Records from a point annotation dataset
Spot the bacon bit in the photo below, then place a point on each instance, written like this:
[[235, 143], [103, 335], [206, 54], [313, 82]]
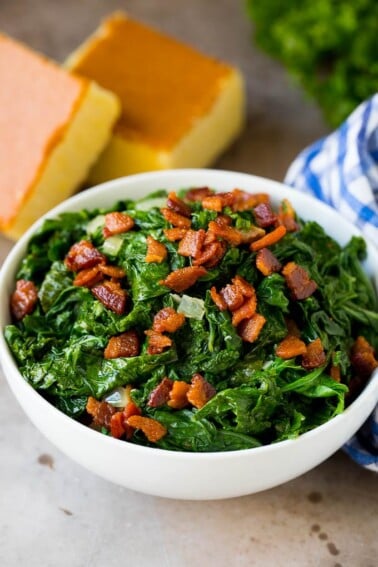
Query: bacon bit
[[264, 215], [168, 320], [200, 391], [24, 299], [124, 345], [286, 216], [314, 356], [298, 281], [211, 254], [244, 201], [183, 278], [160, 395], [178, 395], [100, 411], [175, 219], [198, 193], [218, 299], [228, 233], [232, 296], [266, 262], [111, 295], [112, 271], [269, 239], [252, 234], [117, 428], [178, 206], [245, 287], [246, 311], [213, 203], [290, 347], [156, 251], [192, 243], [362, 357], [83, 255], [249, 329], [152, 428], [173, 234], [88, 277], [117, 223], [335, 373], [157, 342]]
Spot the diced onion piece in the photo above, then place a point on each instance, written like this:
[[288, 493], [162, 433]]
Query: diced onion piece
[[112, 245], [157, 202], [95, 224], [191, 307], [119, 397]]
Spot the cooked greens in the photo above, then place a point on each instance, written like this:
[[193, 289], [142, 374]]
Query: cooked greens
[[260, 398]]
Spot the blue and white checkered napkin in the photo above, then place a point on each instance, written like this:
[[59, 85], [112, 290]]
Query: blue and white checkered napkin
[[342, 170]]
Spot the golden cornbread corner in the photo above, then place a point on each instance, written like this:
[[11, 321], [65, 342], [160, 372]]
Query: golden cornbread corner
[[180, 108], [53, 126]]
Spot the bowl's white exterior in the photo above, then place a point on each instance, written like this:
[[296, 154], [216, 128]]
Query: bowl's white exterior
[[177, 474]]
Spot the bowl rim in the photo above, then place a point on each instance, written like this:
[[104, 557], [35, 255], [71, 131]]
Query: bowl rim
[[75, 203]]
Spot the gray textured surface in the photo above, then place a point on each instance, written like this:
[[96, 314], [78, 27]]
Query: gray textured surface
[[55, 513]]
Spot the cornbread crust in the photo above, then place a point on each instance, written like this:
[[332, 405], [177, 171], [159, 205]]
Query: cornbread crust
[[50, 133], [180, 108]]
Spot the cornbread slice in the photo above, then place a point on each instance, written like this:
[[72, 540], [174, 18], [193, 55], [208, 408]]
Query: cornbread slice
[[179, 108], [53, 126]]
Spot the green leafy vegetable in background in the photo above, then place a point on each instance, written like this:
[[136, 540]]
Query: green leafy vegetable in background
[[329, 47], [259, 397]]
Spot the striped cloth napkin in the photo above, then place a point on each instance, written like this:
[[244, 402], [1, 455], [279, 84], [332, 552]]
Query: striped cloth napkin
[[342, 170]]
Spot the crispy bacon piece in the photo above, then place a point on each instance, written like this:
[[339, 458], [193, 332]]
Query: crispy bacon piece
[[269, 239], [88, 277], [286, 216], [117, 426], [244, 201], [152, 428], [174, 234], [125, 345], [111, 295], [192, 243], [298, 281], [245, 311], [211, 254], [249, 329], [156, 251], [314, 355], [157, 342], [183, 278], [218, 299], [175, 219], [290, 347], [117, 223], [362, 357], [168, 320], [112, 271], [160, 395], [100, 411], [198, 193], [266, 262], [178, 395], [24, 299], [178, 206], [83, 255], [264, 215], [232, 296], [200, 391], [228, 233]]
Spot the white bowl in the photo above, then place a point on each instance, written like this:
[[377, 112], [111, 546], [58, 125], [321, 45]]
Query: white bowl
[[178, 474]]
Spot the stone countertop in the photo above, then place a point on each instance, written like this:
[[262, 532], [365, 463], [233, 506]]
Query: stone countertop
[[55, 513]]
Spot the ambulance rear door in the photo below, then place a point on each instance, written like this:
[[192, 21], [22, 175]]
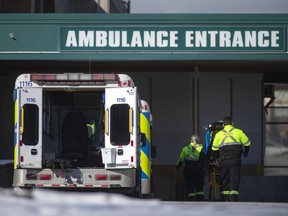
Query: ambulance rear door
[[30, 127], [121, 129]]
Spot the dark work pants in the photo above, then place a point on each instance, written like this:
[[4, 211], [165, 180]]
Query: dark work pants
[[230, 178], [193, 175]]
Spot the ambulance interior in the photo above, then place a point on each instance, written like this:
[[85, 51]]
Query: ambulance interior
[[73, 128]]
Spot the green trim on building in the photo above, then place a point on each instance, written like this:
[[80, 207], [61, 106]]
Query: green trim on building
[[123, 37]]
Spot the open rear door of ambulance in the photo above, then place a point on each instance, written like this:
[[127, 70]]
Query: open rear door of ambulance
[[30, 127], [121, 129]]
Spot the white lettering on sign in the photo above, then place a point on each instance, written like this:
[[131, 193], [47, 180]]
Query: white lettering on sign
[[170, 39], [120, 39], [232, 39]]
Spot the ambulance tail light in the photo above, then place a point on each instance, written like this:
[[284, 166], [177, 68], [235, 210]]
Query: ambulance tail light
[[45, 177], [74, 77], [101, 177], [115, 177], [31, 177]]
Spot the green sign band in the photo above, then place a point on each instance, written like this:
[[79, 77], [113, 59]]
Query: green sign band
[[173, 39]]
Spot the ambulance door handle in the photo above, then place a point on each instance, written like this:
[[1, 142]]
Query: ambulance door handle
[[22, 121], [131, 121], [106, 123]]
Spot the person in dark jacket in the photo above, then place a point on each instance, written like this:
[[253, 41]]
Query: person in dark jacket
[[191, 157]]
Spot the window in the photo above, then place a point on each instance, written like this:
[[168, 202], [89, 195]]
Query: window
[[276, 113], [119, 124], [30, 124]]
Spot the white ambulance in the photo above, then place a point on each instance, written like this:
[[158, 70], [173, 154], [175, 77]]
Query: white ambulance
[[78, 131]]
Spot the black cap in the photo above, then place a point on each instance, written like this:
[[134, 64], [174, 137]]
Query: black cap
[[227, 120]]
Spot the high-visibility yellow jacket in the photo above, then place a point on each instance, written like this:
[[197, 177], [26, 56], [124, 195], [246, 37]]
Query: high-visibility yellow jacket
[[190, 154], [230, 142]]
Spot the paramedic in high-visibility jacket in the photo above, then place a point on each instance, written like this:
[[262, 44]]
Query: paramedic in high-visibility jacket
[[228, 147], [192, 157]]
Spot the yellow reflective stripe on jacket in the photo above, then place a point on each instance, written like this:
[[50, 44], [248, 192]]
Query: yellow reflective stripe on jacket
[[187, 152], [230, 136]]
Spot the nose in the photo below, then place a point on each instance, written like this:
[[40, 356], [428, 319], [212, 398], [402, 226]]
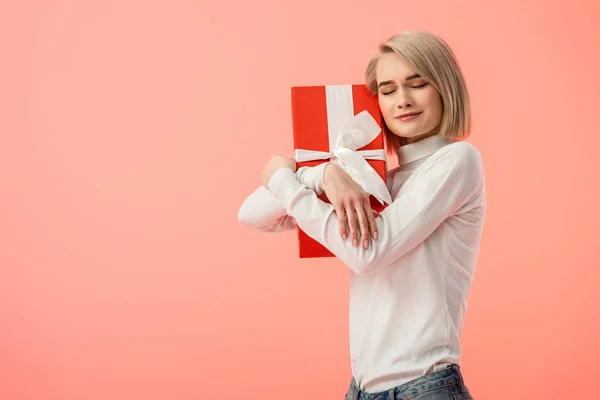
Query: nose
[[403, 100]]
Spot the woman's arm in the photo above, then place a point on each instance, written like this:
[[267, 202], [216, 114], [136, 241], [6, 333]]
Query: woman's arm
[[263, 211], [442, 187]]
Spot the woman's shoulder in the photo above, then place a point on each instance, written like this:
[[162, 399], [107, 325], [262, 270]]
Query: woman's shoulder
[[461, 153]]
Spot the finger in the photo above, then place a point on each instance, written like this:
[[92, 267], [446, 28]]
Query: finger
[[352, 224], [364, 224], [341, 213], [371, 215]]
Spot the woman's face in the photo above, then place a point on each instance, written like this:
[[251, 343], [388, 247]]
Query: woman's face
[[402, 91]]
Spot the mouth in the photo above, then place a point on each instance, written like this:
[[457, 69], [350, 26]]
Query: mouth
[[409, 116]]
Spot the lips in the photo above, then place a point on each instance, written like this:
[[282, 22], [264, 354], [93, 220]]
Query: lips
[[409, 116]]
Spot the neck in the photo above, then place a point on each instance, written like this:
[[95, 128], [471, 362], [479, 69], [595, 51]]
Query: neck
[[420, 137]]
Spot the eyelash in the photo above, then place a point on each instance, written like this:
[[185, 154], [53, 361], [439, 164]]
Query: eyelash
[[412, 87]]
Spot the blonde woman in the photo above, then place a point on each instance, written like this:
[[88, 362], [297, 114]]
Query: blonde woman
[[412, 265]]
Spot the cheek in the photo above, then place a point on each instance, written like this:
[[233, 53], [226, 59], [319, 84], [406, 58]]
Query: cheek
[[386, 107]]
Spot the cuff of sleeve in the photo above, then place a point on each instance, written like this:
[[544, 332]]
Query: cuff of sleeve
[[312, 177], [283, 184]]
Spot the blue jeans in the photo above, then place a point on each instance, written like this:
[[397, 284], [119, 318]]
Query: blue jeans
[[445, 384]]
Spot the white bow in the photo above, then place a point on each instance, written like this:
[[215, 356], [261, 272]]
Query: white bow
[[359, 131]]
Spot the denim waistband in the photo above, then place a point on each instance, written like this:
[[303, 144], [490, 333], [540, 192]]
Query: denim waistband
[[444, 377]]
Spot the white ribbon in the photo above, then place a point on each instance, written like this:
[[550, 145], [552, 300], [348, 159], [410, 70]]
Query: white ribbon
[[347, 133]]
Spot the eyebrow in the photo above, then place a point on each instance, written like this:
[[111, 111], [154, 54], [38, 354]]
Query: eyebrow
[[408, 78]]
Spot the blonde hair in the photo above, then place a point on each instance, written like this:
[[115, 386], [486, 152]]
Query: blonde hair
[[434, 60]]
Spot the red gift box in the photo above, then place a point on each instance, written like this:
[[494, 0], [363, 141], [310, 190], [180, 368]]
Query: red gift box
[[318, 113]]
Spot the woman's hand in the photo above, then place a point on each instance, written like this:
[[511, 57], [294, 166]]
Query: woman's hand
[[348, 198], [275, 164]]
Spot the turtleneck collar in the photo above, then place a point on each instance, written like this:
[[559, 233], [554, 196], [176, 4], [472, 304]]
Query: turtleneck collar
[[423, 148]]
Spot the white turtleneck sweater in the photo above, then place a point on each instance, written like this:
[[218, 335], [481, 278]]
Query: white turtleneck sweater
[[409, 289]]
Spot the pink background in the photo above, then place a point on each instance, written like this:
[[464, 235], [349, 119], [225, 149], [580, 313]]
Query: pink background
[[131, 131]]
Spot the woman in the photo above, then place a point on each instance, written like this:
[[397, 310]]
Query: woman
[[411, 277]]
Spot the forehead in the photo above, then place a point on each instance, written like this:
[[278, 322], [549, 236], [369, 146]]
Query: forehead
[[392, 67]]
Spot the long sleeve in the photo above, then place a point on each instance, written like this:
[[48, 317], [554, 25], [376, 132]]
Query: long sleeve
[[447, 183], [263, 211]]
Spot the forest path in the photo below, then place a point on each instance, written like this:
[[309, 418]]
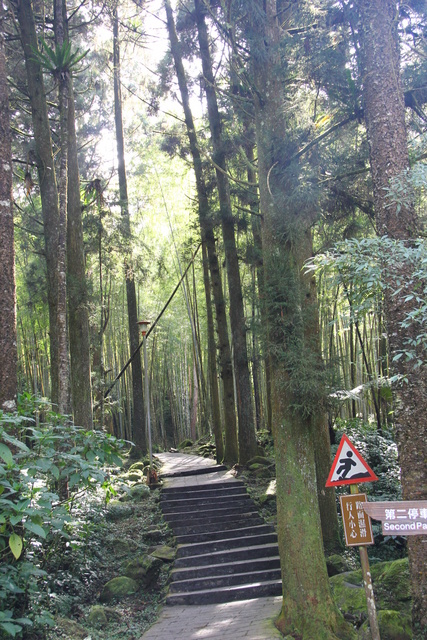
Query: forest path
[[245, 619]]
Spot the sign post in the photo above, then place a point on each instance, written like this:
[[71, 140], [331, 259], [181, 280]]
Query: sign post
[[367, 582], [400, 517], [350, 468]]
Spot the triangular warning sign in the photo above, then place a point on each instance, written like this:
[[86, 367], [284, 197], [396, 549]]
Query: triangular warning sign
[[349, 467]]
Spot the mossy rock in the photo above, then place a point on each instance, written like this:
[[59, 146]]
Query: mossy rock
[[395, 578], [263, 472], [134, 475], [122, 547], [185, 443], [97, 617], [348, 595], [71, 630], [165, 553], [153, 536], [138, 466], [391, 588], [139, 492], [118, 511], [118, 588], [393, 626], [259, 460], [144, 569], [336, 564]]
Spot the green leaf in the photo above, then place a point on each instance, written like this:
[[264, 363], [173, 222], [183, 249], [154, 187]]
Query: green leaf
[[16, 545], [35, 528], [10, 628], [6, 454]]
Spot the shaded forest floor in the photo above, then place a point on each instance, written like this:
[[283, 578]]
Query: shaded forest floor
[[117, 533], [131, 526]]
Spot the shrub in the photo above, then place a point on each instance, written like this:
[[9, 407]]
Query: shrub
[[42, 470]]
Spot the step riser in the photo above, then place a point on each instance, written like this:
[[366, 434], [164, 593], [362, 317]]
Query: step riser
[[229, 595], [225, 545], [218, 526], [230, 485], [204, 493], [195, 472], [223, 581], [249, 566], [220, 535], [168, 506], [227, 556], [210, 515], [232, 523]]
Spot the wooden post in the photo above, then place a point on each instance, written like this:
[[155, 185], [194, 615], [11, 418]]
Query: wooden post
[[367, 582]]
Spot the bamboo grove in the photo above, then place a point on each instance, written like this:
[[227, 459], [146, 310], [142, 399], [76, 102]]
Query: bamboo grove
[[238, 155]]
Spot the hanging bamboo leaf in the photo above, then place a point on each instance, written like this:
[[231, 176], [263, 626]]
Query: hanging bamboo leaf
[[16, 545]]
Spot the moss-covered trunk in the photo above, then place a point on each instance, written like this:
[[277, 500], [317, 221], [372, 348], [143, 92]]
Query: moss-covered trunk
[[228, 453], [246, 432], [308, 611], [138, 425], [8, 369], [385, 120], [47, 177]]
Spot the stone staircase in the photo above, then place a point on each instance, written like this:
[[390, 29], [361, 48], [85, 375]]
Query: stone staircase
[[225, 551]]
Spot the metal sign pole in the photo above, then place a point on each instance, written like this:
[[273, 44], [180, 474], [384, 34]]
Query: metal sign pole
[[367, 582]]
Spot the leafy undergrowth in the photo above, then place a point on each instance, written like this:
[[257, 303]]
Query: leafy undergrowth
[[116, 534]]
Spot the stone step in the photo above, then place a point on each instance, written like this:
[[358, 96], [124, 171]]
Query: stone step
[[224, 525], [227, 556], [227, 594], [169, 506], [216, 582], [238, 532], [226, 544], [244, 566], [203, 491], [210, 515], [195, 472]]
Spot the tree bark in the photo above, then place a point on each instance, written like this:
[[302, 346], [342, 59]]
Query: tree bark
[[248, 447], [47, 178], [8, 349], [138, 425], [384, 110], [308, 610], [78, 315], [62, 77], [230, 451]]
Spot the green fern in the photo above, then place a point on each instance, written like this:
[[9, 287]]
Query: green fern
[[59, 59]]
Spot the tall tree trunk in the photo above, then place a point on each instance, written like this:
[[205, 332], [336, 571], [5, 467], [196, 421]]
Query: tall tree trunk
[[247, 441], [8, 348], [213, 373], [385, 121], [308, 610], [47, 177], [138, 426], [230, 452], [62, 76], [78, 315]]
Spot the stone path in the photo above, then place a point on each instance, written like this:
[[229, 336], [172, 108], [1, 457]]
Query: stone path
[[241, 620]]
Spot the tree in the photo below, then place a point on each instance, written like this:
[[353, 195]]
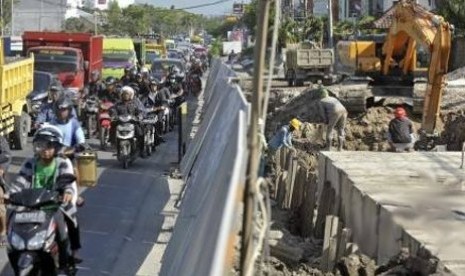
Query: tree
[[453, 12], [75, 24]]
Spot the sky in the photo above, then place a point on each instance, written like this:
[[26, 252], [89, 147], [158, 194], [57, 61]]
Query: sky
[[219, 9]]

To do: Format the lines of the records above as a JSON list of strings, one string per line, starting with the line that contains "Spot the green leaf in" and going on through the line that contains "[[117, 533], [131, 526]]", with both of those lines included. Skip any blank lines and include no other lines.

Written reply:
[
  "Spot the green leaf in the photo above, then place a point on each instance, written like this:",
  "[[264, 363], [173, 222], [183, 249], [154, 187]]",
  "Query: green leaf",
  "[[16, 545], [35, 528], [10, 628], [6, 454]]",
  "Spot the shaded forest floor in the photo above, then place a point on each instance, written like this:",
  "[[283, 578]]",
  "Query: shaded forest floor",
  "[[117, 533], [131, 526]]"
]